> **THE PROBLEM**: Transcribe the lines below verbatim, skipping the images.

##############################

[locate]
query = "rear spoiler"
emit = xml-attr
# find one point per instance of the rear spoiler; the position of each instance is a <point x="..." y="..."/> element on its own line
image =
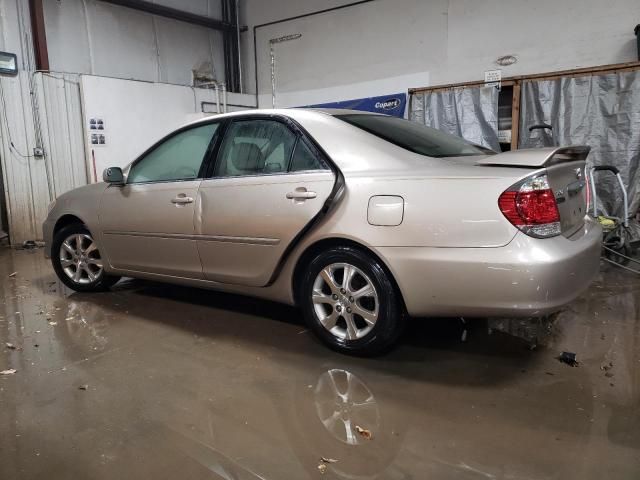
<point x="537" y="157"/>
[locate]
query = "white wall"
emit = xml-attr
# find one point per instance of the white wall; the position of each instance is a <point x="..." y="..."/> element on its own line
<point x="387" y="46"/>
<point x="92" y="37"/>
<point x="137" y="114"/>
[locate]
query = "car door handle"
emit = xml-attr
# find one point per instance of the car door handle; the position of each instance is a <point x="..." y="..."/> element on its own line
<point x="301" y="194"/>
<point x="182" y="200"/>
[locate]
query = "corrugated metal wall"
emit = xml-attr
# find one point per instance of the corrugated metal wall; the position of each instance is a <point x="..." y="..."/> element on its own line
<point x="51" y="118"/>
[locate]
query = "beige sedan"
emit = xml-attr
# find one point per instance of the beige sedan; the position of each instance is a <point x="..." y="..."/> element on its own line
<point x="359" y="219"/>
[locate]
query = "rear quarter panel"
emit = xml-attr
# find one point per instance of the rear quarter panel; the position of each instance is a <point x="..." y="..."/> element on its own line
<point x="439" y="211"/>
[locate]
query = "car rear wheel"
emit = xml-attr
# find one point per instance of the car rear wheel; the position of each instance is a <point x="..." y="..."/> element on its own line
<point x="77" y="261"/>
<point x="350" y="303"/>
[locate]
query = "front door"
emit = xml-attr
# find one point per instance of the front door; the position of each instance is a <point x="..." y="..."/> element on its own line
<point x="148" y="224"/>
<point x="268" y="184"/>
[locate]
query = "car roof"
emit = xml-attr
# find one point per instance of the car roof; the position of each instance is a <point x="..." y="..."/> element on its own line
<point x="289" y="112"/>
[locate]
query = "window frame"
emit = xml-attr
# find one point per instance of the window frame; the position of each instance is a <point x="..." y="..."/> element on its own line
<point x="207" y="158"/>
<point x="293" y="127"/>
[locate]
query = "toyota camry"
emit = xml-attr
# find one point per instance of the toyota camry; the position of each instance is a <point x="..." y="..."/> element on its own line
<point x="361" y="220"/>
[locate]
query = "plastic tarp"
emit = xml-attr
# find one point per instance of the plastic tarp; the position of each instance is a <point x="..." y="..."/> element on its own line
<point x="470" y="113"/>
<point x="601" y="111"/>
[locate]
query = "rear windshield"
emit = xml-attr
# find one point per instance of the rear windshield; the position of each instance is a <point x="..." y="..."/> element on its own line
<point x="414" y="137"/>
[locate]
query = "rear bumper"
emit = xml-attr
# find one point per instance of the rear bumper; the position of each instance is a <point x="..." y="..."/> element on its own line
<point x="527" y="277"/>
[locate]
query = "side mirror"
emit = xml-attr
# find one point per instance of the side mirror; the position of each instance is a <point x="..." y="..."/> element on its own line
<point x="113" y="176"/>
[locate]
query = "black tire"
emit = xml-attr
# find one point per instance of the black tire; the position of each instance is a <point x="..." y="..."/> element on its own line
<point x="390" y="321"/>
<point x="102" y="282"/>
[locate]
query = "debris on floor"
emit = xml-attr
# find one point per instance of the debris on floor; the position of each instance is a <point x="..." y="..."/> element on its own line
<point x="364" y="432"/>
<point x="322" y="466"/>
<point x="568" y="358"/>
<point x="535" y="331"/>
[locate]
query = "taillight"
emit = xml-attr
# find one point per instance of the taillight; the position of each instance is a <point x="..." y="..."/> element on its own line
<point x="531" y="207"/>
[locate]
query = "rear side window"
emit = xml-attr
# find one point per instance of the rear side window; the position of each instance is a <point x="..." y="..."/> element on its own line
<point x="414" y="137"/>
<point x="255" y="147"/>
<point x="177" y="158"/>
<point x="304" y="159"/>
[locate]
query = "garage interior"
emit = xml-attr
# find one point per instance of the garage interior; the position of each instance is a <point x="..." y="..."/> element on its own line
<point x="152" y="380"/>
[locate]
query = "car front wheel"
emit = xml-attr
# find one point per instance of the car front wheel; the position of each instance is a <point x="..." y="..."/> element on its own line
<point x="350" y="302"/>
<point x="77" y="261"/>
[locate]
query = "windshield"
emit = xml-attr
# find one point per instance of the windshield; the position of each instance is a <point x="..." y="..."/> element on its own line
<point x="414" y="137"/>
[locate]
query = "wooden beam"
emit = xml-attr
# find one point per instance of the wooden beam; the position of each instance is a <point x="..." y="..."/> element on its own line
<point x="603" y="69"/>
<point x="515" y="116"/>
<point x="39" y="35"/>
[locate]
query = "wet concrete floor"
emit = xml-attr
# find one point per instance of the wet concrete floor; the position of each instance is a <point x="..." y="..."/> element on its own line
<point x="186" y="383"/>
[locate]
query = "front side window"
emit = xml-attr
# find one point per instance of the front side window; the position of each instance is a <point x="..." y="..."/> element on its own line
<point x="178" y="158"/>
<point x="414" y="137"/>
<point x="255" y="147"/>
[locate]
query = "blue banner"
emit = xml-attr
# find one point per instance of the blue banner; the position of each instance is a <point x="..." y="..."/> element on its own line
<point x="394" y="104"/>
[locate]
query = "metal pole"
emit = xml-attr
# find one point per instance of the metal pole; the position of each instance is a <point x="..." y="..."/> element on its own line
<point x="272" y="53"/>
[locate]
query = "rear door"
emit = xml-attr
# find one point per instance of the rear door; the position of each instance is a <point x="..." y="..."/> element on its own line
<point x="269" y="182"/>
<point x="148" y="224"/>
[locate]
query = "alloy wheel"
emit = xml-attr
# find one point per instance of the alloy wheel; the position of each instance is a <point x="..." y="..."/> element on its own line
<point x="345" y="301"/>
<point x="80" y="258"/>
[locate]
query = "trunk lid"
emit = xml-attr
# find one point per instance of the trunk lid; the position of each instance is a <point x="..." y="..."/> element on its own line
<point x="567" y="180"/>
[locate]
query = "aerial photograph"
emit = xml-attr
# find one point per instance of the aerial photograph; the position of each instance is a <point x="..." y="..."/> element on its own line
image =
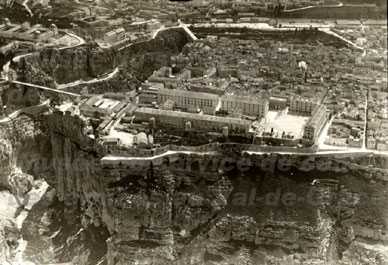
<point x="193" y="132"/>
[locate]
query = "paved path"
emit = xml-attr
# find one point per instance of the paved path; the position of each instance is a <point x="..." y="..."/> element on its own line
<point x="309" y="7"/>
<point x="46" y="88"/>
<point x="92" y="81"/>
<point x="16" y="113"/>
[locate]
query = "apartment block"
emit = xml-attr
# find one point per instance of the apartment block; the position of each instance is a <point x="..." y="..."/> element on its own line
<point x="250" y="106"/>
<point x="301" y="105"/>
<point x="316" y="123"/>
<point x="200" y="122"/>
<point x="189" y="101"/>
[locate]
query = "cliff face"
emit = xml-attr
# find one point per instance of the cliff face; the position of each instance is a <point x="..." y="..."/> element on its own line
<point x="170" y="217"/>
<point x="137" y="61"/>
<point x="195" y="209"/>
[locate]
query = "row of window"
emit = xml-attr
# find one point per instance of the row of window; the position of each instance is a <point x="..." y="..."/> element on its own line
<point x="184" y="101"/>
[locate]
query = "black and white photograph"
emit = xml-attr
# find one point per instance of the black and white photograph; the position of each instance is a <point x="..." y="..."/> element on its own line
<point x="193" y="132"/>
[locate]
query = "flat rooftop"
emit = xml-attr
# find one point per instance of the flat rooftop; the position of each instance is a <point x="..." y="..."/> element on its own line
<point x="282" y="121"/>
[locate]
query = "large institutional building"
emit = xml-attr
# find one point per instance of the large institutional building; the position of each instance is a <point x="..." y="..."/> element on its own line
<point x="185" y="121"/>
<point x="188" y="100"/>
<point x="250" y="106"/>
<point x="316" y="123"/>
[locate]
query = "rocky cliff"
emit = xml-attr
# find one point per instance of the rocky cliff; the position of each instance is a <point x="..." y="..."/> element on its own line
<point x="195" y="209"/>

##############################

> **TASK SOLUTION**:
[locate]
query = "rear spoiler"
emit = xml-attr
# find one point per instance of the rear spoiler; the position of each instance is a <point x="..." y="..."/> element on its own line
image =
<point x="537" y="157"/>
[locate]
query = "white wall"
emit = xml-attr
# find one point per instance of the white wall; the position of each instance is a <point x="..." y="..."/> element on its own line
<point x="387" y="46"/>
<point x="92" y="37"/>
<point x="137" y="114"/>
[locate]
query = "car door handle"
emit = xml-attr
# find one point per instance of the car door handle; the position of each instance is a <point x="..." y="..."/> element on its own line
<point x="301" y="194"/>
<point x="182" y="200"/>
[locate]
query = "corrugated metal wall"
emit = xml-attr
# find one point per instance of the corrugated metal wall; the position of each instance is a <point x="..." y="..."/> element on its own line
<point x="51" y="118"/>
[locate]
query = "beige sedan"
emit = xml-attr
# find one point per instance of the beige sedan; the position of each instance is a <point x="..." y="..."/> element on its own line
<point x="359" y="219"/>
[locate]
query = "rear quarter panel"
emit = xml-attr
# find one point per instance of the rear quarter panel; the position of each instance is a <point x="..." y="..."/> element on its own line
<point x="439" y="211"/>
[locate]
query = "car rear wheel"
emit = xml-attr
# find one point per instance of the car rear wheel; the position of each instance is a <point x="..." y="..."/> element on its own line
<point x="77" y="261"/>
<point x="350" y="303"/>
[locate]
query = "front door"
emit = xml-attr
# find one point per instance of the front door; the position of each instance is a <point x="..." y="..."/> element on its own line
<point x="148" y="224"/>
<point x="268" y="184"/>
[locate]
query = "car roof"
emit = xml-attr
# find one point per instance of the car roof; the position of each instance is a <point x="..." y="..."/> element on its own line
<point x="289" y="112"/>
[locate]
query = "window frame"
emit = xml-attr
# find one point per instance of the window frame; the position of each instance is a <point x="..." y="..."/> element on its own line
<point x="207" y="158"/>
<point x="293" y="127"/>
[locate]
query = "toyota camry"
emit = xml-attr
# find one point per instance of the toyota camry; the position of each instance is a <point x="..." y="..."/> element on its own line
<point x="361" y="220"/>
[locate]
query = "plastic tarp"
emit = xml-attr
# find one point per instance of the plastic tarp; the position of each instance is a <point x="..." y="..."/> element on its own line
<point x="470" y="113"/>
<point x="601" y="111"/>
[locate]
query = "rear windshield"
emit = xml-attr
# find one point per instance of the rear windshield; the position of each instance is a <point x="..." y="..."/> element on its own line
<point x="414" y="137"/>
[locate]
query = "rear bumper"
emit = xml-attr
# find one point per instance of the rear bumper; the position of each instance is a <point x="..." y="..."/> element on its own line
<point x="527" y="277"/>
[locate]
query = "side mirror"
emit = xml-attr
# find one point per instance of the side mirror; the position of each instance is a <point x="..." y="..."/> element on its own line
<point x="113" y="176"/>
[locate]
query = "black tire"
emit = xml-attr
# find one point per instance of the black tire; the position of each instance is a <point x="..." y="..."/> element on its own line
<point x="390" y="321"/>
<point x="102" y="282"/>
[locate]
query = "debris on floor"
emit = xml-attr
# find one point per instance of the debris on floor; the position of each instance is a <point x="..." y="..."/> element on its own line
<point x="364" y="432"/>
<point x="322" y="466"/>
<point x="568" y="358"/>
<point x="535" y="331"/>
[locate]
query = "taillight"
emit = xml-attr
# find one point per instance of the taillight; the position of each instance is a <point x="..." y="..."/> element on its own line
<point x="531" y="207"/>
[locate]
query = "rear side window"
emit = xml-attr
# find one point per instance of the rear side window; the position of each instance is a <point x="..." y="..."/> element on its own line
<point x="414" y="137"/>
<point x="255" y="147"/>
<point x="177" y="158"/>
<point x="304" y="159"/>
[locate]
query = "garage interior"
emit = xml-attr
# find one point per instance of the garage interior; the position of each instance is a <point x="..." y="..."/> element on its own line
<point x="152" y="380"/>
[locate]
query = "car front wheel"
emit = xml-attr
# find one point per instance of the car front wheel; the position of each instance is a <point x="..." y="..."/> element on its own line
<point x="350" y="302"/>
<point x="77" y="261"/>
[locate]
query = "windshield"
emit = xml-attr
# find one point per instance of the windshield; the position of each instance is a <point x="..." y="..."/> element on its own line
<point x="414" y="137"/>
[locate]
query = "wooden beam"
emit = xml-attr
# find one point per instance of the wooden beam; the position of each instance is a <point x="..." y="..."/> element on its own line
<point x="603" y="69"/>
<point x="515" y="116"/>
<point x="39" y="35"/>
[locate]
query = "wet concrete floor"
emit = xml-attr
# find one point per instance of the wet concrete floor; the position of each instance is a <point x="..." y="..."/> element on its own line
<point x="186" y="383"/>
[locate]
query = "front side window"
emit = xml-attr
# find one point per instance of the front side window; the position of each instance is a <point x="..." y="..."/> element on its own line
<point x="178" y="158"/>
<point x="414" y="137"/>
<point x="255" y="147"/>
[locate]
query = "blue banner"
emit = xml-attr
# find one point per instance of the blue banner; the position of each instance is a <point x="..." y="..."/> element on its own line
<point x="394" y="104"/>
[locate]
query = "metal pole"
emit = xml-attr
# find one point per instance of the metal pole; the position of each instance is a <point x="..." y="..."/> element on its own line
<point x="272" y="53"/>
[locate]
query = "rear door"
emit = xml-attr
# find one point per instance of the rear door; the position of each instance is a <point x="..." y="..."/> element on its own line
<point x="269" y="182"/>
<point x="148" y="224"/>
[locate]
query = "alloy wheel"
emit = xml-attr
# find one point per instance of the alloy wheel; the position of each instance is a <point x="..." y="..."/> element on its own line
<point x="345" y="301"/>
<point x="80" y="258"/>
[locate]
query = "trunk lid"
emit = xml-attr
# find one point per instance of the trunk lid; the position of each instance is a <point x="..." y="..."/> element on its own line
<point x="567" y="180"/>
[locate]
query = "aerial photograph"
emit = xml-attr
# find one point per instance of the aerial photograph; the position of each instance is a <point x="..." y="..."/> element on its own line
image =
<point x="193" y="132"/>
[locate]
query = "paved path"
emit = xml-attr
# find one point per instance of the paved path; the position of each instance is a <point x="..." y="..."/> element on its own line
<point x="309" y="7"/>
<point x="46" y="88"/>
<point x="92" y="81"/>
<point x="16" y="113"/>
[locate]
query = "apartment block"
emit = xml-attr
# find one point per instance of the apartment block; the position of each instance is a <point x="..." y="..."/> element on its own line
<point x="250" y="106"/>
<point x="301" y="105"/>
<point x="316" y="123"/>
<point x="200" y="122"/>
<point x="189" y="101"/>
[locate]
query = "cliff face"
emit = xml-attr
# find one point per instance of the cliff face; the position of each instance is a <point x="..." y="..."/> element on its own line
<point x="170" y="217"/>
<point x="137" y="61"/>
<point x="195" y="209"/>
[locate]
query = "row of window"
emit = xml-attr
# find one point per instance of the row of window; the position of each instance is a <point x="..." y="..."/> element on its own line
<point x="184" y="101"/>
[locate]
query = "black and white photograph"
emit = xml-attr
# find one point per instance of the black and white photograph; the position of each instance is a <point x="..." y="..."/> element on its own line
<point x="193" y="132"/>
[locate]
query = "flat rooftop"
emit = xml-attr
# find one point per instance of the flat rooftop; the position of each instance is a <point x="..." y="..."/> element on its own line
<point x="282" y="121"/>
[locate]
query = "large institutional building"
emit = xml-attr
# find one point per instance of the large institutional building; the position of each instance is a <point x="..." y="..."/> element on its own line
<point x="185" y="121"/>
<point x="188" y="100"/>
<point x="250" y="106"/>
<point x="316" y="123"/>
[locate]
query = "rocky cliff"
emit = xml-attr
# find one point per instance of the rocky cliff; the position of each instance is a <point x="..." y="..."/> element on its own line
<point x="195" y="209"/>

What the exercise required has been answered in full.